→ Source passage
Watch that you don't get into speculation with your money, or get over extended. Both are easy to do. Valid reasons to refinance are to lower the interest rate or to shorten the remaining payback period. A lot of that decision relies on how long the mortgage has been in force and how much remains. Having cash to invest is appealing, but be realistic. $50k won't go too far when buying housing, and stocks are relatively expensive right now, so be sure.
If refinancing isn't feasible, consider taking our a Home Equity Line of Credit (HELOC) for the equity. You don't have to use it, just have it as a cash source if an emergency or ideal investment comes up.Source(s): Refinanced three times, got either a lower interest rate or a 15 year loan instead of the 30 year one. Used the money for kid's college and stock investments as I could get both low interest and the market was at a low point (i.e. stocks were on sale).

→ What you should do
Return the passage on refinancing a mortgage in full, word for word.

→ Information supplied
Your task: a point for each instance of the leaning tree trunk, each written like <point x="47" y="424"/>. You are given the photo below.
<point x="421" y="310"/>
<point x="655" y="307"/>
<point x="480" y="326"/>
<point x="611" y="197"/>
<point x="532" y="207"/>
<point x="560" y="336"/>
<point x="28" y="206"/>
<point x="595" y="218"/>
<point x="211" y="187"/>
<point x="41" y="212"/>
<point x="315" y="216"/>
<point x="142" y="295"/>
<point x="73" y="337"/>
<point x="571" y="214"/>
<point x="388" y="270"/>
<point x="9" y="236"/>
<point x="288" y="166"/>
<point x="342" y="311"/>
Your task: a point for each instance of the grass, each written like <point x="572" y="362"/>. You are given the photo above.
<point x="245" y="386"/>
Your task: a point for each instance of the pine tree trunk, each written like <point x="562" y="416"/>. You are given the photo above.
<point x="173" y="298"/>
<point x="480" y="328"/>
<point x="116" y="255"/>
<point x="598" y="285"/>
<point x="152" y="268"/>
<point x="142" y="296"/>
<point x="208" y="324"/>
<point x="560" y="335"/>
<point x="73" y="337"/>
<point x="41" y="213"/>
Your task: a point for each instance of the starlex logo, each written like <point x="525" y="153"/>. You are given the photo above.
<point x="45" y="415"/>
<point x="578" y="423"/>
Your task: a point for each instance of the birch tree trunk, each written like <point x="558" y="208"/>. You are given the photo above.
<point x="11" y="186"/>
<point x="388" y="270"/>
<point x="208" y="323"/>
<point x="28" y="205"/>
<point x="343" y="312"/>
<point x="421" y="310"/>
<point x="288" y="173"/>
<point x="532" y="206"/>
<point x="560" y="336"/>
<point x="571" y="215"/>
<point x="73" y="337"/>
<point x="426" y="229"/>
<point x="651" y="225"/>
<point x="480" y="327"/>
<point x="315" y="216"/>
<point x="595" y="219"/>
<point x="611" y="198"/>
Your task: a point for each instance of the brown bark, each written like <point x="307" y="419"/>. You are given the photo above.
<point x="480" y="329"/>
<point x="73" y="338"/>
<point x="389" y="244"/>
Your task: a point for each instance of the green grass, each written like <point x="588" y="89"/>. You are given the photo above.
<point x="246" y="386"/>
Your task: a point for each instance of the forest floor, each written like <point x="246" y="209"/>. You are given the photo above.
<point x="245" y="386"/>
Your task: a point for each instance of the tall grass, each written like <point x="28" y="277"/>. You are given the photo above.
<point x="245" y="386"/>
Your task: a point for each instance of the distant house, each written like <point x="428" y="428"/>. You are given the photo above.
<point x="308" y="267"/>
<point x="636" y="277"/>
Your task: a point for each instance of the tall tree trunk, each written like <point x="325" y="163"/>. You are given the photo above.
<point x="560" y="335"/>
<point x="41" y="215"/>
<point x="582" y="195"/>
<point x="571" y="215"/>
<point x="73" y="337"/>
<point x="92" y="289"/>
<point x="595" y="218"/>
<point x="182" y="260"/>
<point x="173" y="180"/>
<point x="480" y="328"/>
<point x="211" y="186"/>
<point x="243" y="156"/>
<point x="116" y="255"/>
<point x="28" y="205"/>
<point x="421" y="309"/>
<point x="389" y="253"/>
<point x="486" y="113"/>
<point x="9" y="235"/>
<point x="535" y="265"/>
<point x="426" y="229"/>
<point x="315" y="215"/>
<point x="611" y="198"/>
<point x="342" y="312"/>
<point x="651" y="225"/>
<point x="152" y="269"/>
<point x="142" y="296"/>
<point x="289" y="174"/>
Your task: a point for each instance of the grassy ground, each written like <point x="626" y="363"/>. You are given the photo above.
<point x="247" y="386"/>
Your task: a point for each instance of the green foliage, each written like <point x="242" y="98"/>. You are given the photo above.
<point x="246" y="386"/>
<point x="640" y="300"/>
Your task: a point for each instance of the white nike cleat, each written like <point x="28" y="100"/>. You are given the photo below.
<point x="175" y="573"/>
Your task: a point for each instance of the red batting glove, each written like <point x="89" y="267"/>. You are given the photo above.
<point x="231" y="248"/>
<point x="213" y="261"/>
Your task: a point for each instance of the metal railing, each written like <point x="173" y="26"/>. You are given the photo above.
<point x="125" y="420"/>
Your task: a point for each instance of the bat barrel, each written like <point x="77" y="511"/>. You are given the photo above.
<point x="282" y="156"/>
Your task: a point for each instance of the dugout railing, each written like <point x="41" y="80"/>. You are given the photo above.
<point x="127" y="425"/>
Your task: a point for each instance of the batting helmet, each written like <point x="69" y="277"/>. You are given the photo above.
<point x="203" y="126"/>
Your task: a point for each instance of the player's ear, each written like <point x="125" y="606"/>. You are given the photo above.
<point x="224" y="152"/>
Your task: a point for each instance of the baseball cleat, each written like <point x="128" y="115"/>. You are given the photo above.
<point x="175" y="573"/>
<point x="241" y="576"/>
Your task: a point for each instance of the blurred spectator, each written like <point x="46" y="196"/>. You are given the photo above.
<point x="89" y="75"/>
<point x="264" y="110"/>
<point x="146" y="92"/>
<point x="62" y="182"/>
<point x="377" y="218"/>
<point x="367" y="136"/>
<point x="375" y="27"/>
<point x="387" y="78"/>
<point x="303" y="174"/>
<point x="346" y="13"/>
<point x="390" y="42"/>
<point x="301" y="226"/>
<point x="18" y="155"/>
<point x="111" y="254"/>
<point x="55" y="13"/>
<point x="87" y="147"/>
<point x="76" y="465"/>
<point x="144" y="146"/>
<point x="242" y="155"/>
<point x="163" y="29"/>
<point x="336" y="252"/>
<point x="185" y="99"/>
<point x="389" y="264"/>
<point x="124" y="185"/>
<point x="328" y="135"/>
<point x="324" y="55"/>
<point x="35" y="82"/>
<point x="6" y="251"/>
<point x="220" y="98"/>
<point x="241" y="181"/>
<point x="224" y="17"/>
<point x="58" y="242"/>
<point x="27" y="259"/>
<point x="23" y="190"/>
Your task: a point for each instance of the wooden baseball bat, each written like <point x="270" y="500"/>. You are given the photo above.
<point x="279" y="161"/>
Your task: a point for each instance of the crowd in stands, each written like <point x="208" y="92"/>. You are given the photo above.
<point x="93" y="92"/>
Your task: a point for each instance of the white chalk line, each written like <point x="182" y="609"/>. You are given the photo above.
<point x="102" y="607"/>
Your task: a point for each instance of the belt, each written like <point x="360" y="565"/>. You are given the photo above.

→ Solution
Watch that you don't get into speculation with your money, or get over extended. Both are easy to do. Valid reasons to refinance are to lower the interest rate or to shorten the remaining payback period. A lot of that decision relies on how long the mortgage has been in force and how much remains. Having cash to invest is appealing, but be realistic. $50k won't go too far when buying housing, and stocks are relatively expensive right now, so be sure.
If refinancing isn't feasible, consider taking our a Home Equity Line of Credit (HELOC) for the equity. You don't have to use it, just have it as a cash source if an emergency or ideal investment comes up.Source(s): Refinanced three times, got either a lower interest rate or a 15 year loan instead of the 30 year one. Used the money for kid's college and stock investments as I could get both low interest and the market was at a low point (i.e. stocks were on sale).